▶ [Problem statement]: Transcribe the records below exactly, leaving out any pictures.

▶ [Information provided]:
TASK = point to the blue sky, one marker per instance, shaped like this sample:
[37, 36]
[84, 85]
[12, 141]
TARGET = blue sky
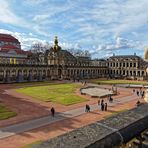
[103, 27]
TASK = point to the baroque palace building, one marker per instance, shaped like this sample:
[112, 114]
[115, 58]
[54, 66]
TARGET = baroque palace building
[17, 65]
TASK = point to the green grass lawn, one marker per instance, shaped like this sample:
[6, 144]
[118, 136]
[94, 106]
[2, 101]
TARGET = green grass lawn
[5, 113]
[119, 82]
[33, 144]
[59, 93]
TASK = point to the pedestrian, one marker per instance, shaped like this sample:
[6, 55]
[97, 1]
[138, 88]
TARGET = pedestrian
[105, 107]
[87, 108]
[52, 111]
[138, 103]
[99, 102]
[102, 101]
[137, 93]
[102, 106]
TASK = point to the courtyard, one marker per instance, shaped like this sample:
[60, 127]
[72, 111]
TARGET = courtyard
[58, 93]
[32, 102]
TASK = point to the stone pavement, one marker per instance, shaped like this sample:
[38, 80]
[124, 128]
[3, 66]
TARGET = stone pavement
[36, 123]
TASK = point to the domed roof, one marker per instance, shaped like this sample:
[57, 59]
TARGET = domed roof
[8, 38]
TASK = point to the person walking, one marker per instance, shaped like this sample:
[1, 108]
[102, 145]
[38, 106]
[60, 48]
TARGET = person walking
[87, 108]
[99, 102]
[52, 111]
[102, 105]
[105, 107]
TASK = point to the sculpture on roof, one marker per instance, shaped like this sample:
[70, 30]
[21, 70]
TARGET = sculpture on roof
[146, 58]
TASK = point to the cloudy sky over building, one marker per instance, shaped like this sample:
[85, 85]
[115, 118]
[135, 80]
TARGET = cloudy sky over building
[103, 27]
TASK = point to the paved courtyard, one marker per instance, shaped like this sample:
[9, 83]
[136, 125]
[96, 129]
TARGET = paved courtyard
[43, 126]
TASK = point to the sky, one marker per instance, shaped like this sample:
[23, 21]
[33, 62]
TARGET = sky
[103, 27]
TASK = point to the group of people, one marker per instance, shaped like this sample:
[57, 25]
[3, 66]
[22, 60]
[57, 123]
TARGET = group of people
[103, 105]
[100, 103]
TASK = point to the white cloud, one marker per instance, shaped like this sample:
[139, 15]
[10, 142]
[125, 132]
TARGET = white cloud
[35, 2]
[7, 15]
[42, 17]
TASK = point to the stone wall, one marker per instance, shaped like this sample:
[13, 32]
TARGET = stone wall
[107, 133]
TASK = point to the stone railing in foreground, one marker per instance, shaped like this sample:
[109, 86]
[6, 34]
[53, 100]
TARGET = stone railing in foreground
[107, 133]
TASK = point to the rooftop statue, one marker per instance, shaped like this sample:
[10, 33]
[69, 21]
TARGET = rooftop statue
[146, 58]
[56, 47]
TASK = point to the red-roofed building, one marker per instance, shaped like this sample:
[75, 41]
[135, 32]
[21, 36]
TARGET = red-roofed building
[10, 50]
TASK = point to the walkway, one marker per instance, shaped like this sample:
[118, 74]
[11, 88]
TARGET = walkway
[36, 123]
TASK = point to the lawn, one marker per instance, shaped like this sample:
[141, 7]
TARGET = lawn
[5, 113]
[59, 93]
[120, 82]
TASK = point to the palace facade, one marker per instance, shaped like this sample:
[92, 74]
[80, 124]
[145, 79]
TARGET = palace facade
[17, 65]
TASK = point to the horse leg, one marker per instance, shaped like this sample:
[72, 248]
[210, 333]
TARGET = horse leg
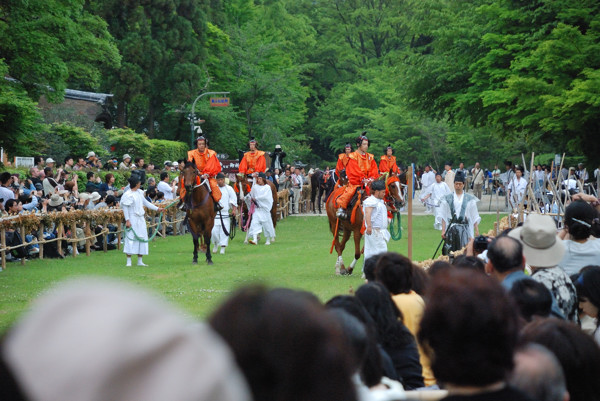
[357, 237]
[340, 269]
[196, 246]
[208, 254]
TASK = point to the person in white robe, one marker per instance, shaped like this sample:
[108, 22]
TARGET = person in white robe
[434, 197]
[132, 203]
[376, 221]
[460, 215]
[222, 219]
[427, 180]
[262, 199]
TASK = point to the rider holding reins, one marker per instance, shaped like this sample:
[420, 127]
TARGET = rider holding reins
[361, 170]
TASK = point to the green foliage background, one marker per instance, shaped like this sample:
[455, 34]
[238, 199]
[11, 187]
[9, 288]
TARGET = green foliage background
[474, 80]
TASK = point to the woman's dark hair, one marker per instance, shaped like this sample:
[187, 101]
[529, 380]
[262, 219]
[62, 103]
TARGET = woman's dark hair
[372, 368]
[576, 351]
[394, 271]
[588, 285]
[579, 217]
[532, 298]
[469, 329]
[286, 345]
[387, 317]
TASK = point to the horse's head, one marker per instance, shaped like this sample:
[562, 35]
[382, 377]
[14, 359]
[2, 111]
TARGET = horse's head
[393, 193]
[189, 174]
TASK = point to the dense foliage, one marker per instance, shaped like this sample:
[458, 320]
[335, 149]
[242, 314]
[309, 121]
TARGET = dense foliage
[437, 79]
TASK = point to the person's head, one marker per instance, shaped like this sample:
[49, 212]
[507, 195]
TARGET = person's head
[576, 351]
[286, 345]
[362, 142]
[538, 374]
[163, 356]
[472, 263]
[201, 143]
[13, 206]
[471, 327]
[395, 272]
[579, 219]
[542, 247]
[532, 298]
[109, 178]
[505, 255]
[134, 182]
[369, 267]
[378, 189]
[588, 291]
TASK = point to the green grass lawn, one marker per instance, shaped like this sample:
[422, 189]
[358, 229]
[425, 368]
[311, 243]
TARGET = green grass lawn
[298, 259]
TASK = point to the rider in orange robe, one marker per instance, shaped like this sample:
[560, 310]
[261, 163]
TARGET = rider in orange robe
[360, 168]
[388, 162]
[207, 164]
[253, 162]
[343, 159]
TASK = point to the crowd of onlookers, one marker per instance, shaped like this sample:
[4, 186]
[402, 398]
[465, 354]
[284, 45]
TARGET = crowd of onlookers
[517, 319]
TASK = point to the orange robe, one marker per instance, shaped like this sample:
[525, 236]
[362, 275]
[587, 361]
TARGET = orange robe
[358, 168]
[253, 162]
[388, 162]
[342, 162]
[207, 163]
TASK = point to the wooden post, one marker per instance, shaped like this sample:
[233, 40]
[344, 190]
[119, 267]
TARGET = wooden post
[2, 246]
[41, 238]
[74, 237]
[22, 232]
[409, 182]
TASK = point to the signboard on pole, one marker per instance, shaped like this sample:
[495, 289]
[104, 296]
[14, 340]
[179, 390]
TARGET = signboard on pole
[219, 101]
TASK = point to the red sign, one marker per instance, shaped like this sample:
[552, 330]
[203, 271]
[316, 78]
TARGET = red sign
[219, 101]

▶ [Answer for this exercise]:
TASK = point to the blue sky, one marker per instance, shaped like this sample:
[37, 36]
[84, 85]
[12, 141]
TARGET = blue sky
[103, 27]
TASK = point to the baroque palace building, one marker per instance, shaped like this sample:
[112, 114]
[115, 58]
[54, 66]
TARGET = baroque palace building
[17, 65]
TASK = point to the green grass lawn, one marker per instance, shaped like this sample:
[6, 144]
[118, 136]
[94, 106]
[2, 101]
TARGET = green grass lawn
[5, 113]
[119, 82]
[33, 144]
[59, 93]
TASK = point to the pedestrian, one marker per instance, shaped like this sample:
[6, 55]
[97, 1]
[138, 88]
TARGET = pedestrian
[105, 107]
[87, 108]
[52, 111]
[138, 103]
[99, 102]
[102, 101]
[137, 93]
[102, 106]
TASK = point to the courtyard, one marker per instance, shaped like this sample:
[60, 127]
[72, 111]
TARGET = courtyard
[58, 93]
[32, 102]
TASK = point to the stone pavement, one marker per instance, shaped like this sample:
[38, 80]
[124, 128]
[3, 66]
TARGET = stone pavement
[36, 123]
TASK = point to the domed roof, one marker per instance, shaped like this sample:
[57, 59]
TARGET = domed roof
[8, 38]
TASK = point to the person walking, one marker per instance, shaped like this sample:
[1, 108]
[102, 145]
[38, 106]
[60, 48]
TARGET = person walking
[87, 108]
[99, 102]
[52, 111]
[102, 105]
[105, 107]
TASK = point to the sculpture on roof, one marker per instance, shaped like this sample:
[70, 30]
[21, 70]
TARGET = sculpture on roof
[146, 58]
TASK = point to the cloudy sky over building, one marker per instance, shaped like this sample:
[85, 85]
[115, 118]
[135, 80]
TARGET = cloudy sky over building
[103, 27]
TASK = point to the paved courtyard, one marker per instance, shaped like this sample:
[9, 83]
[136, 125]
[96, 129]
TARGET = paved courtyard
[43, 126]
TASK = point to the sky, one marker per instance, shaped like this sample:
[23, 21]
[33, 62]
TARGET = sky
[103, 27]
TASK = point to the group of people, one marker per instance, shaped like this sample:
[57, 25]
[3, 66]
[22, 60]
[57, 123]
TARGET = group of people
[103, 105]
[100, 103]
TASK = point to the white cloud, one marker per instance, shaped like this sample:
[139, 15]
[10, 142]
[125, 132]
TARGET = white cloud
[35, 2]
[7, 15]
[42, 17]
TASK = point to the stone wall, one marker per instance, shaped like this sample:
[13, 32]
TARGET = stone wall
[107, 133]
TASK = point to the stone railing in foreground, one marker per instance, shaped like this sample:
[109, 86]
[6, 34]
[53, 100]
TARGET = stone railing in foreground
[107, 133]
TASK = point to the rooftop statue, one marker per instance, shaped like this sample:
[10, 33]
[69, 21]
TARGET = rooftop statue
[146, 58]
[56, 47]
TASK = point to the red-roofed building, one marker per instance, shaped like this sample:
[75, 41]
[135, 32]
[21, 36]
TARGET = red-roofed building
[10, 50]
TASK = point to the walkway, one marker per instance, shaped like this sample:
[118, 74]
[11, 88]
TARGET = walkway
[36, 123]
TASK = point to the lawn, one marker per instance, shaped like this sample:
[141, 7]
TARGET = lawn
[5, 113]
[59, 93]
[120, 82]
TASK = point to the palace facade, one marker per instance, shaped like this sample:
[92, 74]
[80, 124]
[145, 79]
TARGET = palace facade
[17, 65]
TASK = point to the horse leg, one marker per instance, shaped like this sample:
[72, 248]
[210, 333]
TARGET = horse leg
[357, 237]
[340, 269]
[196, 246]
[208, 254]
TASK = point to the person in white robe, one marker per instance, shaped like this sample:
[108, 22]
TARGET = person in white robe
[434, 197]
[132, 203]
[376, 221]
[460, 215]
[222, 219]
[427, 180]
[262, 199]
TASK = point to the rider holding reins, one marker per instance, shaped like this sample:
[420, 127]
TARGET = rider holding reins
[361, 170]
TASK = point to the green foliage background, one marker per instance, shaped like this sample:
[455, 34]
[238, 199]
[11, 187]
[9, 288]
TARGET = green foliage background
[474, 80]
TASK = point to the woman's dark hair, one marker per instance, shaped like this sample:
[187, 101]
[529, 380]
[262, 219]
[62, 103]
TARGET = woman's dark hair
[372, 368]
[576, 351]
[394, 271]
[588, 285]
[579, 217]
[532, 298]
[469, 329]
[286, 345]
[387, 317]
TASK = point to the horse's head, one marker per instance, shaped like this sample:
[562, 35]
[382, 377]
[14, 359]
[2, 111]
TARGET = horse's head
[393, 193]
[189, 174]
TASK = point to the dense foliage, one marker per instance, shaped like this sample:
[458, 320]
[335, 149]
[242, 314]
[309, 121]
TARGET = dense foliage
[437, 79]
TASK = point to the person's head, one marker per instance, shaped like this sample:
[49, 212]
[507, 195]
TARGET = person's head
[576, 351]
[286, 345]
[362, 142]
[538, 374]
[163, 356]
[472, 263]
[201, 143]
[13, 206]
[471, 327]
[395, 272]
[579, 219]
[542, 247]
[532, 298]
[109, 178]
[505, 255]
[134, 182]
[369, 267]
[378, 189]
[588, 291]
TASK = point to the green grass lawn, one marker per instance, shaped like this sample:
[422, 189]
[358, 229]
[425, 368]
[311, 243]
TARGET = green grass lawn
[298, 259]
TASK = point to the rider in orange robe, one marker per instance, shaped like this sample:
[560, 310]
[261, 163]
TARGET = rider in orange robe
[360, 168]
[388, 162]
[207, 164]
[253, 162]
[343, 159]
TASK = point to the crowd of onlookers, one marker per instance, shaped like this sample:
[4, 186]
[402, 398]
[465, 354]
[284, 45]
TARGET = crowd of onlookers
[517, 319]
TASK = point to the orange robe, one marker per instance, shaped like this sample:
[525, 236]
[362, 275]
[587, 361]
TARGET = orange robe
[358, 168]
[253, 162]
[388, 162]
[342, 162]
[207, 163]
TASK = point to the wooden post, one marker per instance, shaped like this sample:
[233, 40]
[344, 190]
[119, 267]
TARGET = wooden post
[2, 246]
[41, 238]
[74, 237]
[22, 232]
[409, 182]
TASK = point to the signboard on pole, one marker per instance, shaped like this sample:
[495, 289]
[104, 296]
[14, 340]
[179, 390]
TARGET = signboard on pole
[219, 101]
TASK = point to the red sign, one marker per instance, shaped like this sample:
[552, 330]
[203, 271]
[316, 78]
TARGET = red sign
[219, 101]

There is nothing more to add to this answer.